◆ EXERCISE ◆
Please copy the passage of the forum post on changing the IDE file format from "Everything else that" up to and including "- $9F are misinterpreted.".

◆ EXCERPT PROVIDED ◆
=== Section Start ===

Ide - changing file format - Ide open source project

Everything else that doesn't fall into one of the other PB categories.
User avatar
Josh
Addict
Addict
Posts: 1183
Joined: Sat Feb 13, 2010 3:45 pm

Ide - changing file format - Ide open source project

Post by Josh »

As far as I remember, some Pb versions ago a bug was fixed that occurred when changing the file format from plain-text to Utf8 or vice versa. But there is still a bug with special characters. Set the file format to plain-text, insert the following code and change the file format to Utf8. You will see that the special characters in the range $80 - $9F are misinterpreted.

Code: Select all

A_00_1F_$ = "................................" ; Control characters replaced by dots
A_20_3F_$ = " !.#$%&'()*+,-./0123456789:;<=>?" ; DQ replaced by dot
A_40_5F_$ = "@ABCDEFGHIJKLMNOPQRSTUVWXYZ[\]^_"

=== Section End ===

◆ ENTRIES PROVIDED ◆
=== Section Start ===

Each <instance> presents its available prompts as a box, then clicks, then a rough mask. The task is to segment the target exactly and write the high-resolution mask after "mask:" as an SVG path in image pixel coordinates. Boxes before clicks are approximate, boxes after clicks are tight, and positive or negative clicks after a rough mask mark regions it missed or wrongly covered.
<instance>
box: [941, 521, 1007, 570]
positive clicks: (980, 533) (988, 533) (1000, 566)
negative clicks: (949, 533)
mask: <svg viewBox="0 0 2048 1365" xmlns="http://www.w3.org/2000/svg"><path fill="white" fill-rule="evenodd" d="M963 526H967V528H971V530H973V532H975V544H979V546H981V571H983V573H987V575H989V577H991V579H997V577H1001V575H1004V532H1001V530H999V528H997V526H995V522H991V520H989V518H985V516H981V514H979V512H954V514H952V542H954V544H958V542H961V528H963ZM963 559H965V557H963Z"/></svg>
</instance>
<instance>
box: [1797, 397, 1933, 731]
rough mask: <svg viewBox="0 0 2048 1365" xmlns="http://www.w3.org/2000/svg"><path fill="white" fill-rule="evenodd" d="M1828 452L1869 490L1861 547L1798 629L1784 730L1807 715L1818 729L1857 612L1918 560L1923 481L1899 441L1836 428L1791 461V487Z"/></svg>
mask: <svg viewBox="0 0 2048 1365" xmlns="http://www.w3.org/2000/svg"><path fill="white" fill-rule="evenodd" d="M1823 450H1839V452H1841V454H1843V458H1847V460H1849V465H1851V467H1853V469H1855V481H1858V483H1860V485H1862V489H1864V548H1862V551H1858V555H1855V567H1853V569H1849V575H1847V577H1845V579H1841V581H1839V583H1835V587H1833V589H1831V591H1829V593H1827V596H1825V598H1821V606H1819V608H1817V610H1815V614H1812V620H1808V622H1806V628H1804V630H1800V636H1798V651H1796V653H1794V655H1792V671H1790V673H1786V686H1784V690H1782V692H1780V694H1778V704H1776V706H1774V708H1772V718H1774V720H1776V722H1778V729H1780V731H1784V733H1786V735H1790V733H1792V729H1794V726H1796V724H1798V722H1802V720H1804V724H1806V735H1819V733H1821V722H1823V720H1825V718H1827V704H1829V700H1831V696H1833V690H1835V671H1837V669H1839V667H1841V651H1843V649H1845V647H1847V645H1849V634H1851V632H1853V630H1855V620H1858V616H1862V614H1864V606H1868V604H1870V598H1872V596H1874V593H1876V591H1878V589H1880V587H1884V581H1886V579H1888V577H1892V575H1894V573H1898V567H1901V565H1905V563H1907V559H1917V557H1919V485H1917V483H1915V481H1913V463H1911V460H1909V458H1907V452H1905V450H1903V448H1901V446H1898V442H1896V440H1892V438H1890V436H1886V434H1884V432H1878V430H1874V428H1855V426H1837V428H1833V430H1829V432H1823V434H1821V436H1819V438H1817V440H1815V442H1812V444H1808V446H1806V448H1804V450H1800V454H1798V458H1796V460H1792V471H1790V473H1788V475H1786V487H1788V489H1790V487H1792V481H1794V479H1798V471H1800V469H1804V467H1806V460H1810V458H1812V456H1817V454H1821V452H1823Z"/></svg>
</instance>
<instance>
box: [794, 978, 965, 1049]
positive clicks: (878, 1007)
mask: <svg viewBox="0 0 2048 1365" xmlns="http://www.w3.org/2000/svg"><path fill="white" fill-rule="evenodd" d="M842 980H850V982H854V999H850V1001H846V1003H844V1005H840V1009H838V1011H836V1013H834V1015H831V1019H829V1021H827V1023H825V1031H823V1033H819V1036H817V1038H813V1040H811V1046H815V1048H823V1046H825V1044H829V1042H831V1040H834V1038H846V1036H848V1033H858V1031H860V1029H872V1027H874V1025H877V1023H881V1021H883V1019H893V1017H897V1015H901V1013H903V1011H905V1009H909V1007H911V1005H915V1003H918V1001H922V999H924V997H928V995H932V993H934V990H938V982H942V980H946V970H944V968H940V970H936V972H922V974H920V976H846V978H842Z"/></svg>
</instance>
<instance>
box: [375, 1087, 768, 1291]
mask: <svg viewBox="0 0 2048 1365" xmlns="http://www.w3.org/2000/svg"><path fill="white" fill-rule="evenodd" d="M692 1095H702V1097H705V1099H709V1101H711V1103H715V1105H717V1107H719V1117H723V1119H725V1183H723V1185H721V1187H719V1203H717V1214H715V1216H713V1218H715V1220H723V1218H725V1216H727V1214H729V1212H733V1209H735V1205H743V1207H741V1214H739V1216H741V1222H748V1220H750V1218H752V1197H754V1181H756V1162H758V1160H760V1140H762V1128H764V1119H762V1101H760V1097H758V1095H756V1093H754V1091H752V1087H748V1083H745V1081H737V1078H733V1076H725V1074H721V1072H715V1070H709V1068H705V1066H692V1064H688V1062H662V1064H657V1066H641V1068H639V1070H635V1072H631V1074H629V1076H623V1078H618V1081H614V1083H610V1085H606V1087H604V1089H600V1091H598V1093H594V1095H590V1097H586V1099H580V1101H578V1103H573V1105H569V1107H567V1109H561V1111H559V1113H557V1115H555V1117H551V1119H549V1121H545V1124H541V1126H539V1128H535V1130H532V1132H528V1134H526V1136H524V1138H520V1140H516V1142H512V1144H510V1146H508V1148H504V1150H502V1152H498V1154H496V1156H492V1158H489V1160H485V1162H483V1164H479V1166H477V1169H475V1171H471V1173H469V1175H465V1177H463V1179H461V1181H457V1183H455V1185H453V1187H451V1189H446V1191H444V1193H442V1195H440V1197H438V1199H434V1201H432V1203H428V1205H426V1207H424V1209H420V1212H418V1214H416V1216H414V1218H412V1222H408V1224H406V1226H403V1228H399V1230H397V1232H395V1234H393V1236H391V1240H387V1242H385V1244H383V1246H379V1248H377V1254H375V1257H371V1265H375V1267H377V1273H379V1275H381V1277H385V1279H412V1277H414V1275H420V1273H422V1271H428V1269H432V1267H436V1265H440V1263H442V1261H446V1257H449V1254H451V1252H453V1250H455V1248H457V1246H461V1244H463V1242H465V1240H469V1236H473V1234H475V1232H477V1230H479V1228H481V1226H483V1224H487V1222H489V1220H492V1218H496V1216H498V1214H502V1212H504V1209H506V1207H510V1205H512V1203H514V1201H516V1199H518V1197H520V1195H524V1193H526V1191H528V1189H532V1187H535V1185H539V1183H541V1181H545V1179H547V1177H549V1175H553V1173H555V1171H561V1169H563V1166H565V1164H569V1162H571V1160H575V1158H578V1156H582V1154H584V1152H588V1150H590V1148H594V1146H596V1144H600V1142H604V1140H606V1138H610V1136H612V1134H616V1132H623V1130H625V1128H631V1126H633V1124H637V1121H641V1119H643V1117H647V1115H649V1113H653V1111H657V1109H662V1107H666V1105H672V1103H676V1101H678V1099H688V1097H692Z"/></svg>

=== Section End ===

◆ TASK ANSWER ◆
Everything else that doesn't fall into one of the other PB categories.
User avatar
Josh
Addict
Addict
Posts: 1183
Joined: Sat Feb 13, 2010 3:45 pm

Ide - changing file format - Ide open source project

Post by Josh »

As far as I remember, some Pb versions ago a bug was fixed that occurred when changing the file format from plain-text to Utf8 or vice versa. But there is still a bug with special characters. Set the file format to plain-text, insert the following code and change the file format to Utf8. You will see that the special characters in the range $80 - $9F are misinterpreted.